• WHAT IS ASKED
Format every line from the one containing "If you could segment every instance of the top" down to the end of the records as a numbered list, omitting blank lines.

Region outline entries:
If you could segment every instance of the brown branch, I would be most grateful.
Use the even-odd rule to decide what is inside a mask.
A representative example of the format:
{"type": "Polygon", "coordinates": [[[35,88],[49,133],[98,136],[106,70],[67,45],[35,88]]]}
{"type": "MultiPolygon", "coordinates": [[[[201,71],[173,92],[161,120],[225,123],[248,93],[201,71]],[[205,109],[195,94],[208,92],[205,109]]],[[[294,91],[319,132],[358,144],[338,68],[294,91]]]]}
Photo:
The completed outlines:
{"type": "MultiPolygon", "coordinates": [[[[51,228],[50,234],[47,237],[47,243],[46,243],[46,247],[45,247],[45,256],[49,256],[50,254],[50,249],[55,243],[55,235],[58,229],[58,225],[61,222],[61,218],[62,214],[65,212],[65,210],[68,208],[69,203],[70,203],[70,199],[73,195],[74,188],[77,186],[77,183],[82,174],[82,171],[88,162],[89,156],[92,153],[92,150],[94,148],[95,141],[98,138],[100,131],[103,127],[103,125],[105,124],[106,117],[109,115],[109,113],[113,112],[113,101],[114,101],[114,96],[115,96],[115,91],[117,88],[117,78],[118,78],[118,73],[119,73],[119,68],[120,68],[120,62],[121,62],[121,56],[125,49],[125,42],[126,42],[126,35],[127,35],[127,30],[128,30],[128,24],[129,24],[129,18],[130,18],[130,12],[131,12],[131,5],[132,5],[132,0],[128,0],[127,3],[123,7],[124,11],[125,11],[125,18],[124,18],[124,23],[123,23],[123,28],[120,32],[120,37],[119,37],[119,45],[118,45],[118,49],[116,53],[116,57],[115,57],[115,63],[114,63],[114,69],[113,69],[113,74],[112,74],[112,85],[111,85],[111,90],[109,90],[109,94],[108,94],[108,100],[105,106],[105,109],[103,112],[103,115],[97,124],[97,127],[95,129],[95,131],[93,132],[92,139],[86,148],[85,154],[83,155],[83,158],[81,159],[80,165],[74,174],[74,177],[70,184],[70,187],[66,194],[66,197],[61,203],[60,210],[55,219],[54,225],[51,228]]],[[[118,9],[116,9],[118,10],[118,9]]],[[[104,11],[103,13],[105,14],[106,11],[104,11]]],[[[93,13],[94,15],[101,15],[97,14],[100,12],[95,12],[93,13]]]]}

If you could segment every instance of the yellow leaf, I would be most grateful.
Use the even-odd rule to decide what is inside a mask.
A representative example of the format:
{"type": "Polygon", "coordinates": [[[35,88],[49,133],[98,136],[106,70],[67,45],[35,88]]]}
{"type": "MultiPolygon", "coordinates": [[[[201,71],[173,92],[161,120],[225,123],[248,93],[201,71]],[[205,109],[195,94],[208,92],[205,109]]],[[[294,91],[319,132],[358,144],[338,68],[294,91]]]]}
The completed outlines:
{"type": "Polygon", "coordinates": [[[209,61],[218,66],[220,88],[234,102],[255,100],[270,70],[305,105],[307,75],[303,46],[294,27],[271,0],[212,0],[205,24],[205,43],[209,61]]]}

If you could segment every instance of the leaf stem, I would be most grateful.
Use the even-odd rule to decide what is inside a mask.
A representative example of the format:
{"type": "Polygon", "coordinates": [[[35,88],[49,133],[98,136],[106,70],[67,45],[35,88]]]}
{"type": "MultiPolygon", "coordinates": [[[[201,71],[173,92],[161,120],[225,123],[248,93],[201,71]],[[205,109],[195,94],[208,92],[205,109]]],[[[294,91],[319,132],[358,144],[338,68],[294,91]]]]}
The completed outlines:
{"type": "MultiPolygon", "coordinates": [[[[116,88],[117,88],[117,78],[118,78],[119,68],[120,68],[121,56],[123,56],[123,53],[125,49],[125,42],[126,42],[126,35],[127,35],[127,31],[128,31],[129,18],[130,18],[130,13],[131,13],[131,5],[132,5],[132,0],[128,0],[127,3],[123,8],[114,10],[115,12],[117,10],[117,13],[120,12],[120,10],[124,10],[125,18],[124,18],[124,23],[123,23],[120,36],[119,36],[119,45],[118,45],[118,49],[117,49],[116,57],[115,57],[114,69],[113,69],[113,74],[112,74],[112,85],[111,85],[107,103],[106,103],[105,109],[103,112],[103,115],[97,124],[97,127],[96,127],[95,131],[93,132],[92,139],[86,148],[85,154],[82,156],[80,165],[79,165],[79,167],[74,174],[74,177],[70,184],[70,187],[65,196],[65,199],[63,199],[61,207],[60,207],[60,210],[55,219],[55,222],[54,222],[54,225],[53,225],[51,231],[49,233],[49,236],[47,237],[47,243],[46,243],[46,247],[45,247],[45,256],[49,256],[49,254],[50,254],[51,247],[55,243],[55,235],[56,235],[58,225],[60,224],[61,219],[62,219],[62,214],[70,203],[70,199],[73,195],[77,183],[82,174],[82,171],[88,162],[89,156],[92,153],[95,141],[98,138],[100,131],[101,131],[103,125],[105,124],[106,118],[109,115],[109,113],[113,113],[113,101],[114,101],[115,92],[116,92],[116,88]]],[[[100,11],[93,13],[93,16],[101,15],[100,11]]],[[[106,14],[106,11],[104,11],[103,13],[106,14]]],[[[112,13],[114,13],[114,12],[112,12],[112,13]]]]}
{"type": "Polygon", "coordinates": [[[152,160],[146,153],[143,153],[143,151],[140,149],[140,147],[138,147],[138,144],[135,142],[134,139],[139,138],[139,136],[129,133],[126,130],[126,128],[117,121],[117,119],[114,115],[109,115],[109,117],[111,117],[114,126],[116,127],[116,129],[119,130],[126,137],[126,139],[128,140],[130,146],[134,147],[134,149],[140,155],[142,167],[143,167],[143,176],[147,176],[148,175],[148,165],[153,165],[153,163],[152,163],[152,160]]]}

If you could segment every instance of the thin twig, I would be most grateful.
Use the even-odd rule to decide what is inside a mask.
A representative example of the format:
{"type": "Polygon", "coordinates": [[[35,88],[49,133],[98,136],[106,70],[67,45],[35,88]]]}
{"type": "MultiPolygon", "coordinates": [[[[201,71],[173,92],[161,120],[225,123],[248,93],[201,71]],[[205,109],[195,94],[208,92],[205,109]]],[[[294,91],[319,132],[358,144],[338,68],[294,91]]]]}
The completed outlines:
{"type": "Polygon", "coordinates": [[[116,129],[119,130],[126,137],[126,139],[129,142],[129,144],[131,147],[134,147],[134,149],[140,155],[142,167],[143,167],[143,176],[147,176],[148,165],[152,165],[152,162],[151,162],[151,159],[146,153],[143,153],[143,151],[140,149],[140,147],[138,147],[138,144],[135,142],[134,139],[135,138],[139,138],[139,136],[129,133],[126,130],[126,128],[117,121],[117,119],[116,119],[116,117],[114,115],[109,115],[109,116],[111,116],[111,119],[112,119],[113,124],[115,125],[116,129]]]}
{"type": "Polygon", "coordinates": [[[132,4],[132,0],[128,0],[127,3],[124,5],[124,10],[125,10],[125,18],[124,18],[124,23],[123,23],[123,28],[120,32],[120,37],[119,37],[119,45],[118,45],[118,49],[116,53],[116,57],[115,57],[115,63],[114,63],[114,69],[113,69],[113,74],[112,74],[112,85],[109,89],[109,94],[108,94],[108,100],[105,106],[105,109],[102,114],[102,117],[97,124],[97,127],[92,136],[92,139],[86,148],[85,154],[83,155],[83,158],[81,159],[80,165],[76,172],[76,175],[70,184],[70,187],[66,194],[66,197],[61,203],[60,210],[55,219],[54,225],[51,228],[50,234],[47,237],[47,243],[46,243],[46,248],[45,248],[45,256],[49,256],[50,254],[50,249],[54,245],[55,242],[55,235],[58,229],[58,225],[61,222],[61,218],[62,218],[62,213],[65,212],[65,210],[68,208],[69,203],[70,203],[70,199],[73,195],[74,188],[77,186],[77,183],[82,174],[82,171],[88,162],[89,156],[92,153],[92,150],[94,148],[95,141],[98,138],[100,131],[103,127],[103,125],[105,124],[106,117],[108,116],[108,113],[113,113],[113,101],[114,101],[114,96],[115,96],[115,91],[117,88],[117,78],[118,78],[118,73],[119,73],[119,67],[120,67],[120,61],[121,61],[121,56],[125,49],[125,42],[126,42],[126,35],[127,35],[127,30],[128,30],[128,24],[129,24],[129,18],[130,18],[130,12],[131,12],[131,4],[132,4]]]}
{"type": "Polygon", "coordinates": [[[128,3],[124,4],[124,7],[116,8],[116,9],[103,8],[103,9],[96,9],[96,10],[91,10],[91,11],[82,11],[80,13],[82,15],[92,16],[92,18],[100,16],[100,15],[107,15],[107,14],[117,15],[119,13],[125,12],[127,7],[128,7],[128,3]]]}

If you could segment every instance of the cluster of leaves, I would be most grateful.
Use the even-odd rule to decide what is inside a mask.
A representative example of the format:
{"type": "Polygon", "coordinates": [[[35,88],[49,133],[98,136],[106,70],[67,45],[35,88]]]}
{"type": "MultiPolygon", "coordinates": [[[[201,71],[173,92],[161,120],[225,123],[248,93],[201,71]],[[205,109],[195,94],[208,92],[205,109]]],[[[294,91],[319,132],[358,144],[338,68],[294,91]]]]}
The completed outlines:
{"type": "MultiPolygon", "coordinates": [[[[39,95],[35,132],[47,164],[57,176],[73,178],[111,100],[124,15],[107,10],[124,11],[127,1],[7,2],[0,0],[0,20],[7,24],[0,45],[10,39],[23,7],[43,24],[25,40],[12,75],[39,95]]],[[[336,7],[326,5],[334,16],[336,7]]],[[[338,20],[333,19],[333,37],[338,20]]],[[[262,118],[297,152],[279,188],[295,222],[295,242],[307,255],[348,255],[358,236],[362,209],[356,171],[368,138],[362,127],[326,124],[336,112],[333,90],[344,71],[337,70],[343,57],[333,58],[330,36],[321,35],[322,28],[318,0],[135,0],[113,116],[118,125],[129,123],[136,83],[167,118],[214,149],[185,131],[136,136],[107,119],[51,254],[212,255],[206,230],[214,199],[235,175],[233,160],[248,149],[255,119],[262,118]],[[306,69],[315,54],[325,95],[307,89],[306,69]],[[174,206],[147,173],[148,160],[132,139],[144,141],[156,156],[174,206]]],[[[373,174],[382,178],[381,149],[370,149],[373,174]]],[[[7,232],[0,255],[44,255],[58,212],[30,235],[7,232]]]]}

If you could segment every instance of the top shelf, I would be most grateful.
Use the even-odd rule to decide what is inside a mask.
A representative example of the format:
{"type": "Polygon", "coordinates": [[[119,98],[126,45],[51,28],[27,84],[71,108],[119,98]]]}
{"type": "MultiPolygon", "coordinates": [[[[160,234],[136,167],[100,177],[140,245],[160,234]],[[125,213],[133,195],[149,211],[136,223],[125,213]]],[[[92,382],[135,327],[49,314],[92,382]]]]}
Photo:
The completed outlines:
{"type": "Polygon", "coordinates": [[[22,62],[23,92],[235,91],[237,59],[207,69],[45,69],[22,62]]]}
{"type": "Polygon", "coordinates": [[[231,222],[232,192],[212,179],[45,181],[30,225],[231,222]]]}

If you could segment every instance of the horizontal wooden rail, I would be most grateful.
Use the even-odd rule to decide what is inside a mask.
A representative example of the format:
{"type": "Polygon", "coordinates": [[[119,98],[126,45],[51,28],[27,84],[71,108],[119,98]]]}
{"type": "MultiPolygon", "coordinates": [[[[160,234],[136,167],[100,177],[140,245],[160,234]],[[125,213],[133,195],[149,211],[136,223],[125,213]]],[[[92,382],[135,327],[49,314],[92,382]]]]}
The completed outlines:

• EXERCISE RESULT
1. If you could segment every instance of the top shelf, I would be most grateful.
2. Use the even-odd rule to decide what is inside a mask.
3. A representative example of the format:
4. {"type": "Polygon", "coordinates": [[[119,98],[126,45],[51,28],[27,84],[71,108],[119,98]]]}
5. {"type": "MultiPolygon", "coordinates": [[[[160,234],[136,167],[100,177],[140,245],[160,234]],[[125,213],[133,195],[149,211],[136,223],[125,213]]],[[[92,382],[135,327],[49,314],[92,382]]]]}
6. Photo:
7. The completed outlines:
8. {"type": "Polygon", "coordinates": [[[22,62],[23,92],[235,91],[237,59],[207,69],[45,69],[22,62]]]}
9. {"type": "Polygon", "coordinates": [[[231,222],[232,192],[212,179],[45,181],[30,225],[231,222]]]}
10. If you could segment every instance of the horizontal wooden rail, I would be most grateful.
11. Use the even-odd rule to decide what is inside a mask.
12. A representative example of the format:
13. {"type": "Polygon", "coordinates": [[[119,98],[126,45],[51,28],[27,84],[71,108],[119,98]]]}
14. {"type": "MultiPolygon", "coordinates": [[[[160,234],[136,167],[100,177],[140,245],[160,234]],[[125,213],[133,195],[149,211],[136,223],[125,213]]],[[[92,382],[135,327],[49,314],[92,382]]]]}
15. The completed outlines:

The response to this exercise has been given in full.